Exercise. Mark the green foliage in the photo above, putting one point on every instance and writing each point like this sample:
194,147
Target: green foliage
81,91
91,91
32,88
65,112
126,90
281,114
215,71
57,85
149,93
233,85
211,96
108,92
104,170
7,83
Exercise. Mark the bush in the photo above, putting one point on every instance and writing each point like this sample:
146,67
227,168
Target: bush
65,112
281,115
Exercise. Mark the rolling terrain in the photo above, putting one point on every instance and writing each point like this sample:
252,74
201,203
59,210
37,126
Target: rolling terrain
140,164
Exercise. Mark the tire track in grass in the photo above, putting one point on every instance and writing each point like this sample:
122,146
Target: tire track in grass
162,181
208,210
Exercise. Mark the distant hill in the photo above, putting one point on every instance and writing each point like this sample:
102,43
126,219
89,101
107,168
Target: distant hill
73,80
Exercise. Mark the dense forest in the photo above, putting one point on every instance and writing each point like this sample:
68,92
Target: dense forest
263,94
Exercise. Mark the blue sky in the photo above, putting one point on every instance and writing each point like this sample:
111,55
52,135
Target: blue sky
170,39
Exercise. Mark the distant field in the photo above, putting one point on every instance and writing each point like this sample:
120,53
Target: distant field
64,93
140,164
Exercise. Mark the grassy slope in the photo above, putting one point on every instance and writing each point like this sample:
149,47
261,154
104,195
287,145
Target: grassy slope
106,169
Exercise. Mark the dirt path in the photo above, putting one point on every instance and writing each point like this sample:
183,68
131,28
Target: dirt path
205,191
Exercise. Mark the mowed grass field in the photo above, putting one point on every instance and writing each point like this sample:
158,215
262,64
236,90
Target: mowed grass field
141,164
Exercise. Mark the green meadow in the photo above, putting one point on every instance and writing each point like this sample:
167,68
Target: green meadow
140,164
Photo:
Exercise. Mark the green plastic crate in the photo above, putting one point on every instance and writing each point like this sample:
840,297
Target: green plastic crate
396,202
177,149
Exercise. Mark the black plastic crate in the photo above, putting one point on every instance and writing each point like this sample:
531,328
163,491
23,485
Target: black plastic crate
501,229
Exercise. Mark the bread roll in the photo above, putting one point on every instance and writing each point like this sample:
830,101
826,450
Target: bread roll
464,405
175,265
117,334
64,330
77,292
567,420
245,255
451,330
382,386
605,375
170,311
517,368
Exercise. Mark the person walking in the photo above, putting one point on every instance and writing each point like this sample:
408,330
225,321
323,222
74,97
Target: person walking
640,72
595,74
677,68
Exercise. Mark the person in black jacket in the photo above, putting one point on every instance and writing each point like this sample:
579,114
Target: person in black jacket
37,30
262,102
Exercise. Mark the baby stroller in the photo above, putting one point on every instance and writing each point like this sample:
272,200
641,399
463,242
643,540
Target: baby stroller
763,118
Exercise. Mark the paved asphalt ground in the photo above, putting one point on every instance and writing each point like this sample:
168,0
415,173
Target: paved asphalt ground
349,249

§ **Written problem**: Take the line with "Exercise. Mark the dirt" and all lines after it through the end of the records, and write them out exactly; include nothing else.

§ **Full output**:
Exercise. Mark the dirt path in the photo above, putting one point on every instance and writing each point like this sample:
183,68
131,28
Target: dirt path
205,191
Exercise. Mark the mowed grass field in the photo above, putting one point on every instance and writing each point like this sample:
158,215
262,64
236,90
Target: mowed grass field
141,164
Exercise. Mark the green meadow in the photo above, putting one point on every instance and writing each point like this sample:
167,68
Target: green meadow
140,164
Photo:
Exercise. Mark the green plastic crate in the photo above, putting one point on every instance and writing each point like this sample:
840,297
Target: green plastic crate
396,202
177,149
Exercise. Mark the black plastic crate in the photo above, putting one point on every instance and writing each point like this sample:
531,328
163,491
23,485
Target: black plastic crate
501,229
Exercise. Mark the bread roll in the photo above, putting one point on every instance and writing each point like this sample:
830,101
826,450
Target: bread roll
464,405
175,265
117,334
64,330
77,292
567,420
245,255
451,330
382,386
605,375
170,311
517,368
Exercise. Mark the person walking in the photo above, putting one point on every instance and writing each point like this sample:
408,330
225,321
323,222
74,97
Target: person walking
640,72
595,74
677,68
Exercise. Mark the person in black jacket in the photo above, putting one point on every instance and writing each point like this sample:
579,114
Target: person in black jacket
37,30
262,102
Exercise. Mark the baby stroller in the photo above, putting one point on every instance and writing each point like this sample:
272,200
641,399
463,242
643,540
Target: baby stroller
763,118
Exercise. Mark the paved asphalt ground in the photo above, putting one point on every instance and writing each point like this sample:
168,0
415,173
Target: paved asphalt ground
349,249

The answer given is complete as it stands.